[begin THE DATA]
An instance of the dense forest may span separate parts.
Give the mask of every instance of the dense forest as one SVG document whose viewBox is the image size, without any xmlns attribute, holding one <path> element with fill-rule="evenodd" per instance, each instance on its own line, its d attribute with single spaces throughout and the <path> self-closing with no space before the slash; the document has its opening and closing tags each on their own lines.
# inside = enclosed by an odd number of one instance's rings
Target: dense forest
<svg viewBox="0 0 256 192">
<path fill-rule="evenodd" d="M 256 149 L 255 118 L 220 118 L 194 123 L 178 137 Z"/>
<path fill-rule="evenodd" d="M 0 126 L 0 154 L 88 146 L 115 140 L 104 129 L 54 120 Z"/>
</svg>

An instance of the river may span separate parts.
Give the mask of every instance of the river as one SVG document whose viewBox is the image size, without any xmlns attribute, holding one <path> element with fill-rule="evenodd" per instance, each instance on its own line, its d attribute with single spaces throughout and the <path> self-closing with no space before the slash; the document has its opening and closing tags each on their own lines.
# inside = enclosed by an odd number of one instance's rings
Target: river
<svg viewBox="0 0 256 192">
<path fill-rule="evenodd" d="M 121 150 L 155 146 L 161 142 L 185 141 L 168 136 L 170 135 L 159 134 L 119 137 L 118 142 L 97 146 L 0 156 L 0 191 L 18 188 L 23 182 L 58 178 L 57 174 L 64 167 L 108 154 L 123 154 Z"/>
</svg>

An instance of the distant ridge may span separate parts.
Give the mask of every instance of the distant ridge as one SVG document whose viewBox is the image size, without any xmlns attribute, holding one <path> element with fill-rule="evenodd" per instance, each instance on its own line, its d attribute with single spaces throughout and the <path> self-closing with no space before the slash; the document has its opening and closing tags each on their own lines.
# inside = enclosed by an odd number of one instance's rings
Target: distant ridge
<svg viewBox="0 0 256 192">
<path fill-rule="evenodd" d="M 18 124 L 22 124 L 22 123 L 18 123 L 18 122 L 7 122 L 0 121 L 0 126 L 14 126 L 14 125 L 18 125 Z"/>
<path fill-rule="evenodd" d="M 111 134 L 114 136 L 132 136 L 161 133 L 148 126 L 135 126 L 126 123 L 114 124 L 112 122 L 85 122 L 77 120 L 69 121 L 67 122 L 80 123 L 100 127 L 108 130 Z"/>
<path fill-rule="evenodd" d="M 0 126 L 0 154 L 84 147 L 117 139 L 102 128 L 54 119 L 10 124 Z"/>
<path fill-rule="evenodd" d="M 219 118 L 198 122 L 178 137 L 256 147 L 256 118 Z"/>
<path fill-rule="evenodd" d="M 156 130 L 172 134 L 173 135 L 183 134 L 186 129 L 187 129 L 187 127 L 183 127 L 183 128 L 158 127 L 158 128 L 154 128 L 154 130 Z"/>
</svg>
[end THE DATA]
[TASK DIRECTIONS] Scale the entries starting at the line that contains "An instance of the distant" and ending at the line that contains "18 124 L 22", both included. Write out only those lines, wording included, and multiply every number in the answers (the viewBox size and the path coordinates) by 0.7, rounding to whole numbers with halves going up.

[THE RESPONSE]
An instance of the distant ridge may span separate parts.
Give the mask of every instance of the distant ridge as one SVG document whose viewBox is the image size, without any xmlns attribute, holding one <path> element with fill-rule="evenodd" per instance, each instance on its own line, its d attribute with single spaces throughout and the <path> self-closing with no space before the slash; the document has its opening and closing tags each on their own lines.
# inside = enclosed by an odd number of one instance's rings
Target: distant ridge
<svg viewBox="0 0 179 134">
<path fill-rule="evenodd" d="M 13 87 L 15 87 L 15 86 L 13 86 L 13 85 L 5 85 L 0 85 L 0 88 L 10 88 L 10 88 L 13 88 Z"/>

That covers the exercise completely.